**Problem details:**
I'd like the data beneath this line reproduced exactly, without any of its images.

Stored items
Segment Open

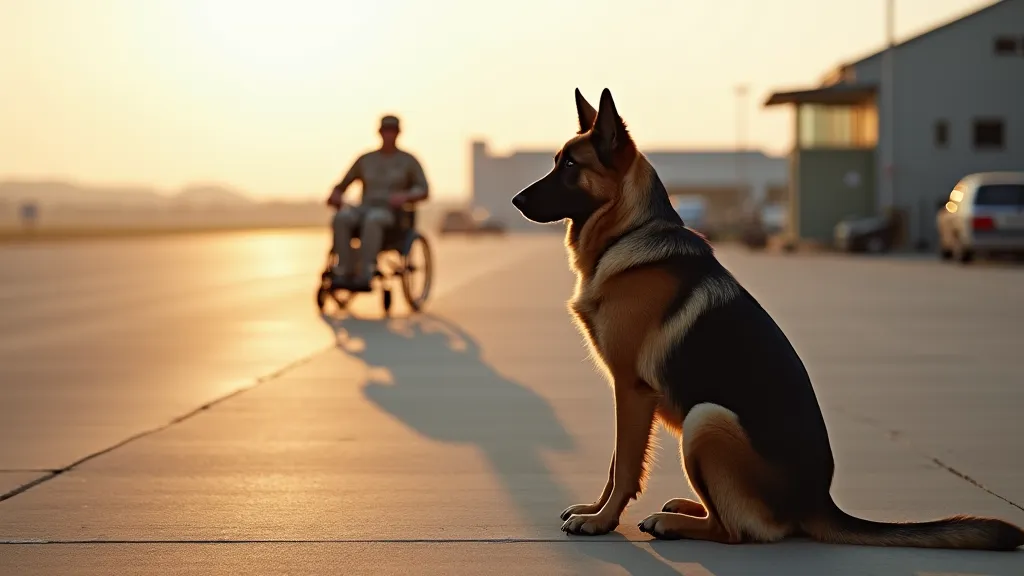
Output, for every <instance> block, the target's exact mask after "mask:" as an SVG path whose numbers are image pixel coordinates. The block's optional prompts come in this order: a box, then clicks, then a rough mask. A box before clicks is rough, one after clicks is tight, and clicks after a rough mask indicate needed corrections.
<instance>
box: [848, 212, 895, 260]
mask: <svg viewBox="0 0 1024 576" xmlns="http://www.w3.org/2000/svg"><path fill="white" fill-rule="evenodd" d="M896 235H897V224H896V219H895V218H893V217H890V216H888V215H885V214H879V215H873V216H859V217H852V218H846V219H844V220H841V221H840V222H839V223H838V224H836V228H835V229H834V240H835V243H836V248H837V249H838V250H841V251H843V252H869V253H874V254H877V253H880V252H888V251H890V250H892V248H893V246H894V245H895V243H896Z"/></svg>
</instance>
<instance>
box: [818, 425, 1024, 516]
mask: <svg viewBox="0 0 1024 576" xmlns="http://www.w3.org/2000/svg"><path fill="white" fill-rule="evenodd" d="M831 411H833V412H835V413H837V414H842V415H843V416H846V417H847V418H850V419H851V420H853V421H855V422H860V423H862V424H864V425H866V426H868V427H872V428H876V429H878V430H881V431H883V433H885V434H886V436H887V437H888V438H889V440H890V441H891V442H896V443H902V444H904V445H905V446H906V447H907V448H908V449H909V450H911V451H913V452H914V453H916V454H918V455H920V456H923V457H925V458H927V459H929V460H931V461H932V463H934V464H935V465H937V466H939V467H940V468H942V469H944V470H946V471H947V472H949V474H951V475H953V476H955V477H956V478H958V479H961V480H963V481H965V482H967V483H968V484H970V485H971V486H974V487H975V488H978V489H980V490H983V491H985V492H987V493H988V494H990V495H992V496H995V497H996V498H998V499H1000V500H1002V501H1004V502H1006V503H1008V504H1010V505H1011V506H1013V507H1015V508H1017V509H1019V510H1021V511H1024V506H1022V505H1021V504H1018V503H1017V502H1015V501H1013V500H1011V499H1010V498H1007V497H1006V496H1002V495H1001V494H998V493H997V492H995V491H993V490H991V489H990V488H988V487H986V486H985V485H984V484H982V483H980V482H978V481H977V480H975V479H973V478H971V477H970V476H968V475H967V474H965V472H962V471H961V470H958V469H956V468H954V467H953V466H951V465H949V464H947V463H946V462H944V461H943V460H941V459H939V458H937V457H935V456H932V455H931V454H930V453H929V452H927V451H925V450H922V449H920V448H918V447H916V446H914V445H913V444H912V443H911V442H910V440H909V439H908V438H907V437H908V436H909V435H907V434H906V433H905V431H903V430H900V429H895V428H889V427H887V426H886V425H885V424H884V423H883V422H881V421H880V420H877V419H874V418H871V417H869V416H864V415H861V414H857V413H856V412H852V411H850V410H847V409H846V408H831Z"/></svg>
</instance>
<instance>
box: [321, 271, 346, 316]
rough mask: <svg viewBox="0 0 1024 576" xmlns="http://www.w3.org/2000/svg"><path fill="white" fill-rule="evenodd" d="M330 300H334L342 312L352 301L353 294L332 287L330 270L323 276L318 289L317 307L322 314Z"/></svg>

Segment Closed

**Written solution:**
Output, for every <instance> block, the target's exact mask after "mask:" as an SVG path whose numbers are image pixel coordinates. The block's optional prompts come in this order: a box, then clicks, then a rough mask. A box before clicks is rough, one after clicks is tight, and clicks after a rough mask indicate needed corrections.
<instance>
box: [848, 212, 895, 260]
mask: <svg viewBox="0 0 1024 576" xmlns="http://www.w3.org/2000/svg"><path fill="white" fill-rule="evenodd" d="M896 235H897V224H896V219H895V218H893V217H890V216H888V215H885V214H879V215H873V216H859V217H852V218H846V219H844V220H841V221H840V222H839V223H838V224H836V228H835V229H834V240H835V243H836V248H837V249H838V250H841V251H843V252H869V253H874V254H877V253H880V252H888V251H890V250H892V248H893V246H894V245H895V243H896Z"/></svg>
</instance>
<instance>
box: [818, 425, 1024, 516]
mask: <svg viewBox="0 0 1024 576" xmlns="http://www.w3.org/2000/svg"><path fill="white" fill-rule="evenodd" d="M831 411H833V412H835V413H837V414H842V415H843V416H846V417H847V418H850V419H851V420H853V421H855V422H860V423H862V424H864V425H866V426H868V427H872V428H876V429H878V430H881V431H883V433H885V434H886V436H887V437H888V438H889V440H890V441H891V442H896V443H902V444H904V445H905V446H906V447H907V448H908V449H909V450H911V451H913V452H914V453H916V454H918V455H920V456H923V457H925V458H927V459H929V460H931V461H932V463H934V464H935V465H937V466H939V467H940V468H942V469H944V470H946V471H947V472H949V474H951V475H953V476H955V477H956V478H958V479H961V480H963V481H965V482H967V483H968V484H970V485H971V486H974V487H975V488H978V489H980V490H983V491H985V492H987V493H988V494H990V495H992V496H995V497H996V498H998V499H1000V500H1002V501H1004V502H1006V503H1008V504H1010V505H1011V506H1013V507H1015V508H1017V509H1019V510H1021V511H1024V506H1022V505H1021V504H1018V503H1017V502H1015V501H1013V500H1011V499H1010V498H1007V497H1006V496H1002V495H1001V494H998V493H997V492H995V491H993V490H991V489H990V488H988V487H986V486H985V485H984V484H982V483H980V482H978V481H977V480H975V479H973V478H971V477H970V476H968V475H967V474H965V472H962V471H961V470H958V469H956V468H954V467H953V466H951V465H949V464H947V463H946V462H944V461H943V460H941V459H939V458H937V457H935V456H932V455H931V454H930V453H929V452H927V451H925V450H922V449H920V448H918V447H916V446H914V445H913V444H912V443H911V442H910V440H909V439H908V438H907V437H908V436H909V435H907V434H906V433H905V431H903V430H900V429H895V428H889V427H887V426H886V425H885V424H884V423H883V422H881V421H880V420H877V419H874V418H871V417H869V416H864V415H861V414H857V413H856V412H852V411H850V410H847V409H846V408H831Z"/></svg>
</instance>
<instance>
box: [321, 271, 346, 316]
rough mask: <svg viewBox="0 0 1024 576" xmlns="http://www.w3.org/2000/svg"><path fill="white" fill-rule="evenodd" d="M330 300H334L342 312L352 301L353 294L332 287L330 270L323 276L318 289L317 307L322 314Z"/></svg>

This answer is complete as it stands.